═══ RECORDS
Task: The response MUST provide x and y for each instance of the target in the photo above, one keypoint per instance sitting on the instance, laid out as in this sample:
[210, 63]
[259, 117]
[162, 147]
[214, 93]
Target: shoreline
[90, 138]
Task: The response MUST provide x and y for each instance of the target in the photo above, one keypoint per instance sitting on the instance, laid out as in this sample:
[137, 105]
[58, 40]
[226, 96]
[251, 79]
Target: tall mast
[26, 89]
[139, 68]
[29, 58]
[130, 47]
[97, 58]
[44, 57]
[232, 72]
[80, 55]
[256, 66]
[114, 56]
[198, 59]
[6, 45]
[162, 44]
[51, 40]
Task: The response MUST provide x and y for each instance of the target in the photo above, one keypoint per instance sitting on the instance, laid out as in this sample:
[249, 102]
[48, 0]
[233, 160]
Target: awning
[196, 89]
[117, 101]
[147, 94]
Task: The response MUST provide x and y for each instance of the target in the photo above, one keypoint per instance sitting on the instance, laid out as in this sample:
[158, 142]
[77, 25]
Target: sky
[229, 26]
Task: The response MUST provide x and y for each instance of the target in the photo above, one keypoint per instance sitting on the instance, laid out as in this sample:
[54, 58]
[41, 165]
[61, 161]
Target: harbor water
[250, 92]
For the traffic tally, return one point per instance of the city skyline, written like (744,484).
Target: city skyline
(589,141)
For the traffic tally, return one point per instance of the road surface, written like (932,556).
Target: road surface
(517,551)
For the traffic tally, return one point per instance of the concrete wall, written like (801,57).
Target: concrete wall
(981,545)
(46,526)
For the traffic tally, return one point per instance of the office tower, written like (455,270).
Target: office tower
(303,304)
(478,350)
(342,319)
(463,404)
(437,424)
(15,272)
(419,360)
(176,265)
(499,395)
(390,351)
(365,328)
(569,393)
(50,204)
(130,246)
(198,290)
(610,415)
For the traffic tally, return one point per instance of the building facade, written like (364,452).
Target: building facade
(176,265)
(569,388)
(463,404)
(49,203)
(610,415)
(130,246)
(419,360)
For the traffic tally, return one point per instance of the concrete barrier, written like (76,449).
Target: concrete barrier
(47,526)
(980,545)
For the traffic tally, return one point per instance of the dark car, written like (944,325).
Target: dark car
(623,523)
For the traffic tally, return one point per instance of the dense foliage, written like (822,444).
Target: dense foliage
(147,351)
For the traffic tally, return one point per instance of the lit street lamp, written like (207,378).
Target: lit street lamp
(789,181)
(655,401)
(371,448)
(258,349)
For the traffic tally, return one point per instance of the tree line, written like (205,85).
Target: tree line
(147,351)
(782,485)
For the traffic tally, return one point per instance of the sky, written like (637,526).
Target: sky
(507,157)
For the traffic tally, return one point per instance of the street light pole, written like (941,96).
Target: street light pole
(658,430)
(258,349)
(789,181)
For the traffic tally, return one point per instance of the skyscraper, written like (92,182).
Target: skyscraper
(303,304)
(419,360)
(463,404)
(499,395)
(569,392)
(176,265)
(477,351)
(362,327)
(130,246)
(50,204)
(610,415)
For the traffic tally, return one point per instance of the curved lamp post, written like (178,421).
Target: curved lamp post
══════
EXERCISE INSTRUCTIONS
Reproduce the entire listing above, switching every occurrence of "traffic tally" to "road survey" and leaving everything else unchanged.

PROBLEM SOLUTION
Task: The response MUST provide x and y for each instance of the target in the photo above, one keypoint per instance sitting on the instance, laid out as in this sample:
[210, 63]
[259, 117]
[162, 147]
[214, 93]
Target: shoreline
[90, 138]
Task: The response MUST provide x and y for each instance of the target in the photo above, one keypoint per instance sitting on the instance, laid out as in this sample:
[137, 105]
[58, 40]
[226, 96]
[251, 79]
Target: tall mast
[26, 89]
[139, 68]
[29, 58]
[130, 47]
[97, 58]
[44, 57]
[232, 72]
[80, 55]
[256, 66]
[114, 56]
[198, 59]
[6, 45]
[162, 44]
[51, 40]
Task: The response MUST provide x and y for each instance of the target in the photo above, one keypoint per instance sitting on the instance, laid out as in this sample:
[249, 102]
[48, 0]
[233, 160]
Target: awning
[196, 89]
[117, 101]
[147, 94]
Task: The response MUST provide x and y for each instance of the target in the photo above, one keypoint per instance sitting on the instance, laid out as in this sample:
[158, 142]
[77, 25]
Target: sky
[229, 26]
Task: The response MUST provide x and y for each instance of the target in the photo above, one keypoint per instance sitting on the instance, laid out as in this sample:
[54, 58]
[41, 165]
[61, 161]
Target: harbor water
[250, 92]
For the road survey, return one point per instance of the city skyline, written like (744,484).
Target: city skyline
(589,141)
For the road survey, return one point per instance of the road surface, written like (932,556).
Target: road surface
(517,551)
For the road survey, return one point per instance of the concrete wall, written like (801,57).
Target: concrete wall
(981,545)
(46,526)
For the road survey, return one point per instance of the office tower, written like (455,270).
Target: office tower
(303,304)
(478,350)
(342,319)
(463,404)
(437,424)
(15,272)
(419,360)
(176,265)
(499,395)
(390,351)
(365,328)
(569,393)
(50,204)
(130,246)
(198,290)
(610,415)
For the road survey, return one point per instance of the building facade, written like (364,452).
Target: building facade
(176,265)
(569,388)
(463,404)
(49,203)
(610,415)
(130,246)
(419,360)
For the road survey, return one point per instance of the concrete barrier, written like (76,449).
Target: concrete barrier
(47,526)
(980,545)
For the road survey, return one point per instance of the dark car, written like (944,325).
Target: dark car
(623,523)
For the road survey, return one point per instance of the dense foliage, written like (822,444).
Target: dense foliage
(147,351)
For the road survey, return one point per instance of the lit street lamp, written like (207,378).
Target: lit street lamp
(789,181)
(655,401)
(371,448)
(258,349)
For the road survey, return one point per instance of the tree line, written like (205,85).
Target: tree line
(147,351)
(782,485)
For the road survey, return one point per instance of the sky, written like (637,526).
Target: sky
(507,157)
For the road survey, return one point per instance of the street light pole, written like (941,96).
Target: street light pole
(658,430)
(258,349)
(789,181)
For the road survey, return one point per instance of the skyscraper, written like (92,182).
Target: skyscraper
(303,304)
(419,360)
(463,404)
(499,395)
(569,392)
(176,265)
(477,351)
(362,327)
(130,246)
(50,204)
(610,415)
For the road survey, return one point per instance of the curved lamp post, written like (178,421).
Target: curved lamp post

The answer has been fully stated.